[Source records]
+--
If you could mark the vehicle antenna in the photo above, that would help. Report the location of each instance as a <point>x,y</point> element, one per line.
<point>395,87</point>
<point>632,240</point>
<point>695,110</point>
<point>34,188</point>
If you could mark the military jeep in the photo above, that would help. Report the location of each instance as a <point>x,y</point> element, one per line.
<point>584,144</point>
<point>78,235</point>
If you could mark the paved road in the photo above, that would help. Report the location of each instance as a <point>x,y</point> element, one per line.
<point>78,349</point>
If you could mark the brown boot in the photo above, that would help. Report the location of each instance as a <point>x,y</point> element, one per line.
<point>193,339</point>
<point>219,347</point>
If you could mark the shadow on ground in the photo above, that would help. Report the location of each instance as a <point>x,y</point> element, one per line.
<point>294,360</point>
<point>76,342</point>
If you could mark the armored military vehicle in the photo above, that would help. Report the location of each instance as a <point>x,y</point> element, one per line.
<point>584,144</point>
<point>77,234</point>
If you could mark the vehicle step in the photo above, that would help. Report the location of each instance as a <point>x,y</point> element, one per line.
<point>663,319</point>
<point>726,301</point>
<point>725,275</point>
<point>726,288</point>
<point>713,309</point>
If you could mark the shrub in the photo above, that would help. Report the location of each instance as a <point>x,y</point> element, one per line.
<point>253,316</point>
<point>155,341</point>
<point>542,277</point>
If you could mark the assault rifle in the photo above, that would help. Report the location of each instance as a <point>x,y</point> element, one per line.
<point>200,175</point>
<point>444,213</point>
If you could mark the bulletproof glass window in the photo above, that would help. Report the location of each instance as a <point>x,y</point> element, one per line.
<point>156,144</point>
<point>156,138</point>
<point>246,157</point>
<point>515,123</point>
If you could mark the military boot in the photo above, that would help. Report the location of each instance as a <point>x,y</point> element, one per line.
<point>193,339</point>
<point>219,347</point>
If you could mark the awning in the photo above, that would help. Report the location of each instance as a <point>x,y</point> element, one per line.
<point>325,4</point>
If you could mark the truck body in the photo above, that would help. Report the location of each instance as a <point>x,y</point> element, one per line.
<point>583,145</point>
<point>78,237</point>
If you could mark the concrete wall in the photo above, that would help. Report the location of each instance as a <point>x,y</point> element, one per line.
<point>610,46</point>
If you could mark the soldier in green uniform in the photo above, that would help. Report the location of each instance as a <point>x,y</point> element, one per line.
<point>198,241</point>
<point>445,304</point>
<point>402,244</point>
+--
**Exercise requirements:**
Line by line, retype all the entries exactly as they are shown.

**Exercise response:**
If you could mark the vehicle antenna in the photo above, that would help. Report the location of each instance as a <point>x,y</point> element, one per line.
<point>395,87</point>
<point>632,240</point>
<point>695,110</point>
<point>34,188</point>
If you could mark the military jeep in the photo above, that would help. Report the location of each instance as a <point>x,y</point> element, one per line.
<point>584,144</point>
<point>78,235</point>
If you could mark the paved road in the photo above, that would help. Report the location of each instance as a <point>x,y</point> element, one per line.
<point>78,349</point>
If you could mark the brown boot in the photo above, that would help. Report the location of each instance as a <point>x,y</point> element, one per line.
<point>193,339</point>
<point>219,347</point>
If you could mark the shadow on ground in the photo above, that would help. Report the location of each instance as a <point>x,y</point> element, one per line.
<point>294,360</point>
<point>76,342</point>
If you could mark the armored military vehicle in the photo above, that would help. Report the location of each instance as a <point>x,y</point> element, one per line.
<point>584,144</point>
<point>77,234</point>
If you could mark the vehicle step in the photo above, that would help. Report the location of each instance as a <point>x,y</point> element, one per line.
<point>663,319</point>
<point>726,301</point>
<point>725,275</point>
<point>726,288</point>
<point>713,309</point>
If you could mark the shrub in the photo above, that would help. Report the location of each instance as a <point>x,y</point> element, one per line.
<point>253,316</point>
<point>155,341</point>
<point>542,277</point>
If you could mark the assault rifle in the photo above, that would help. Report the location of each instance as a <point>x,y</point> element, one per line.
<point>200,175</point>
<point>444,213</point>
If you could mark the bulletproof glass window in the photo above, that would help. Report the location of each instance as a <point>x,y</point> element, one per line.
<point>156,144</point>
<point>156,138</point>
<point>246,157</point>
<point>515,123</point>
If you could mark the military boot in the photo above, that would help. Report the location of each instance as a <point>x,y</point> element, one per line.
<point>193,339</point>
<point>219,347</point>
If you could mark the awning in the photo above, that would help. Report the location of each instance as a <point>x,y</point> element, one per line.
<point>325,4</point>
If you could mark the truck body in the photo above, that would help. Report the location of each instance as a <point>x,y</point> element, one per line.
<point>583,145</point>
<point>78,237</point>
If you could mark the concrete wall in the photo above, that would help. Report the location of each instance as a <point>x,y</point> element, one per line.
<point>610,46</point>
If you could mark the soldier in green uniform in the photo above, that would help. Report the location of each instance as a <point>x,y</point> element, one per line.
<point>198,241</point>
<point>445,304</point>
<point>402,244</point>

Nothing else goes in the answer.